[PROBLEM DESCRIPTION] Repeat exactly, and only, the lines of the entries below from the one with "Query: front bumper" through the one with "Can you find the white car", both ends included.

[DATA PROVIDED]
++++++++++++++++++++

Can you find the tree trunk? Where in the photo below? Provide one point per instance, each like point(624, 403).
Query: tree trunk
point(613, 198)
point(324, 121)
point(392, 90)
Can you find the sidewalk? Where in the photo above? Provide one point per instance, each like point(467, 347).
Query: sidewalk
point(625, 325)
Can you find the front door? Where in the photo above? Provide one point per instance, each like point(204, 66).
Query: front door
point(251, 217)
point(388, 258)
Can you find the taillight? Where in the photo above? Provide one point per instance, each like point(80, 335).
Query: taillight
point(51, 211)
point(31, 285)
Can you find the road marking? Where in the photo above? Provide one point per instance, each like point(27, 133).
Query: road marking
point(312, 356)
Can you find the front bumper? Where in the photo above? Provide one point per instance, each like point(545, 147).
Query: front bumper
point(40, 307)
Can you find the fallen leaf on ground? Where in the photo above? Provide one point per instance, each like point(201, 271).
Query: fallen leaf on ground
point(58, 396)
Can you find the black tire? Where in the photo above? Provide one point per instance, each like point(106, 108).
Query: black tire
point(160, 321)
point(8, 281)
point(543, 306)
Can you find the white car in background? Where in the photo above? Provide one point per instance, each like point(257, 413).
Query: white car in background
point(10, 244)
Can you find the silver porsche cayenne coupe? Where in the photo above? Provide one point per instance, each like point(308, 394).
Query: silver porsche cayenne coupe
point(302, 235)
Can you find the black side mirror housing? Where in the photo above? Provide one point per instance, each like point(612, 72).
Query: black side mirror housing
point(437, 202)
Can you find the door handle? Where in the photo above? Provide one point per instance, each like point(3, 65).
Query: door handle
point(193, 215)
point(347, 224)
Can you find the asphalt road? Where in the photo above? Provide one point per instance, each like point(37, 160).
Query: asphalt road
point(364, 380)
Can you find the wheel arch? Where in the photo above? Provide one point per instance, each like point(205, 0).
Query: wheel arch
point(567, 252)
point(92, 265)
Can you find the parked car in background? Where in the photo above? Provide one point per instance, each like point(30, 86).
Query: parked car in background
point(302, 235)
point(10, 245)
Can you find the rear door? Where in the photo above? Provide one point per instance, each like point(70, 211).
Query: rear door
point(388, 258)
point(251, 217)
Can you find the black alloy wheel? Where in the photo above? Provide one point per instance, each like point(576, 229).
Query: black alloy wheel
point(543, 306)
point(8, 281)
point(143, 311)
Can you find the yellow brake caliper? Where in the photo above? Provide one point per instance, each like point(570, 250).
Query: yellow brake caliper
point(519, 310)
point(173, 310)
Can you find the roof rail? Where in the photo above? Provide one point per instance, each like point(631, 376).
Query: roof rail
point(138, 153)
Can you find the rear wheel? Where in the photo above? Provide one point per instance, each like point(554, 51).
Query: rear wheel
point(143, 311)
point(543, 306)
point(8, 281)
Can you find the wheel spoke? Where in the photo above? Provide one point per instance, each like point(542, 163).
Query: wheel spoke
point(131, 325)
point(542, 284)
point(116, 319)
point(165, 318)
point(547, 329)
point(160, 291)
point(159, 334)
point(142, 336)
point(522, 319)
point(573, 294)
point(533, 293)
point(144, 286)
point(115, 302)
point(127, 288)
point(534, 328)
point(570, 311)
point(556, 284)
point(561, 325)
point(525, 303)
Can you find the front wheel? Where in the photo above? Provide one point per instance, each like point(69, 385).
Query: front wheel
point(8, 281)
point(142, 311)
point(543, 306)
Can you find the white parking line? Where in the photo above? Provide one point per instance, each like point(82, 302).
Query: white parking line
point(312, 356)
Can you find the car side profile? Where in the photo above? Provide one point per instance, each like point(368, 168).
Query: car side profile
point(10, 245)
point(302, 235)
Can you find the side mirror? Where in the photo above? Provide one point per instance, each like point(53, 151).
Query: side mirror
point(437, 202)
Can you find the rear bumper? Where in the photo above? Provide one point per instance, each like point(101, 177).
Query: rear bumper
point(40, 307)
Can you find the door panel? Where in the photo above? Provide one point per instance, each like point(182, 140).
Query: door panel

++++++++++++++++++++

[ANSWER BOX]
Query: front bumper
point(40, 307)
Can you find the fallen leaf on ground? Where in the photo above? Provide one point per instance, each like point(201, 271).
Query: fallen leaf on ground
point(58, 396)
Can you find the black tire? Where in the photo above? Provide one point per instance, each like point(106, 108).
Query: black tire
point(160, 321)
point(8, 281)
point(543, 306)
Can you find the white car in background? Where in the photo above? Provide one point per instance, each like point(257, 413).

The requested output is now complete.